§ Records supplied:

※

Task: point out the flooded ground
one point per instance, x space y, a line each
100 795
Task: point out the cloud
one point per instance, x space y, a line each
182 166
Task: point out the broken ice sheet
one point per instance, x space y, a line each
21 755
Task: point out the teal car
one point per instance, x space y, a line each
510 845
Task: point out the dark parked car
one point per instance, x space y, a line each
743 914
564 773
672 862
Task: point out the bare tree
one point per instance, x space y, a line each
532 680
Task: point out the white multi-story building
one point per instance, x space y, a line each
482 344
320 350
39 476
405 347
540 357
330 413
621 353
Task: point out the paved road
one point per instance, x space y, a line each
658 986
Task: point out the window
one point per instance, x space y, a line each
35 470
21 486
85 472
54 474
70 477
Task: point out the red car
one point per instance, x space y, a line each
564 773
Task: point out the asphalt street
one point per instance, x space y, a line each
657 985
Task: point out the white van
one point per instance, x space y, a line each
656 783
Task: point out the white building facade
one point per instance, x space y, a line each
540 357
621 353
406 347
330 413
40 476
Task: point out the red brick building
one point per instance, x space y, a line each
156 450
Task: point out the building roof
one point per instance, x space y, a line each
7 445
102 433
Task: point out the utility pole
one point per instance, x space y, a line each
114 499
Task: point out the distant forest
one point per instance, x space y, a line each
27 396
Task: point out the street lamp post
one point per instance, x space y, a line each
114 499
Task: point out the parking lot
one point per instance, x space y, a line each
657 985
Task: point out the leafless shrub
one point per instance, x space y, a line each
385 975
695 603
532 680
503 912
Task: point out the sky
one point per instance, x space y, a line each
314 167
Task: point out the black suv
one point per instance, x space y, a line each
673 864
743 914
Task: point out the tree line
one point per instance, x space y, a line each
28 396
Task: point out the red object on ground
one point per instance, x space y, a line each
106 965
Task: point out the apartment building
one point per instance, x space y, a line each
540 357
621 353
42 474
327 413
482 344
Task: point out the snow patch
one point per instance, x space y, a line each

※

§ Exercise requirements:
Reproduce the lines above, changing each "point out" to "locate" and leaving everything else as it is.

§ Right answer:
Task: locate the flooded ground
one point per instance, x space y, a line each
100 795
Task: locate the cloud
one point per instance, x space y, a line each
182 166
Task: locate the broken ice sheet
one point per instance, x space y, a line each
21 755
Task: locate the teal car
one point per instance, x space y, a line each
510 845
Task: locate the dark parked car
one point per instance, x space y, a line each
743 914
564 773
672 862
Task: locate the bare tree
one point per instance, x space y, a line each
532 680
Task: locate the white multi-story building
one point per instance, x space y, a line each
482 344
320 350
39 476
405 347
540 357
330 413
621 353
Task: locate the paved road
one point per instance, x space y, a line each
658 986
Task: locate the window
one point per instance, x space y, a line each
35 470
21 486
85 472
54 474
70 477
Task: locate the red car
one point per instance, x space y, a line each
564 773
Task: locate the asphalt street
one point per instance, x space y, a line each
657 985
Task: locate the white van
one point per instance, x space y, a line each
656 783
Task: locate the white building facade
one point per instance, x space y, a line each
540 357
621 353
406 347
330 413
40 476
Task: locate the red brick building
one point per instance, x space y, a line each
156 450
Task: locate the building roof
one point per instance, x space y, a line each
7 445
102 433
Task: locate the utility pole
one point per instance, x space y, a line each
114 499
Task: locate the distant forest
one point per instance, x space y, a line each
27 396
Task: locate the street lamp post
one point per instance, x space y, a line each
114 499
Task: locate the parking lot
one point per instance, x space y, a line each
657 985
Task: locate the leafless shrub
one point per instance, x space y, a line each
385 975
695 603
532 680
503 912
Task: locate the sky
one point per instance, x space y, a line each
314 167
Task: locate the black suv
one point per instance, x space y, a line each
673 864
743 914
Task: locate the tree line
one point per instance, x space y, a line each
28 396
Task: locate the red object on ground
one point per instance, x space y, a line each
106 965
Task: locate the apartment building
one point per instance, x space y, a line each
540 357
621 353
42 474
327 413
482 344
Task: locate the snow patch
one point per instance, x space y, a line each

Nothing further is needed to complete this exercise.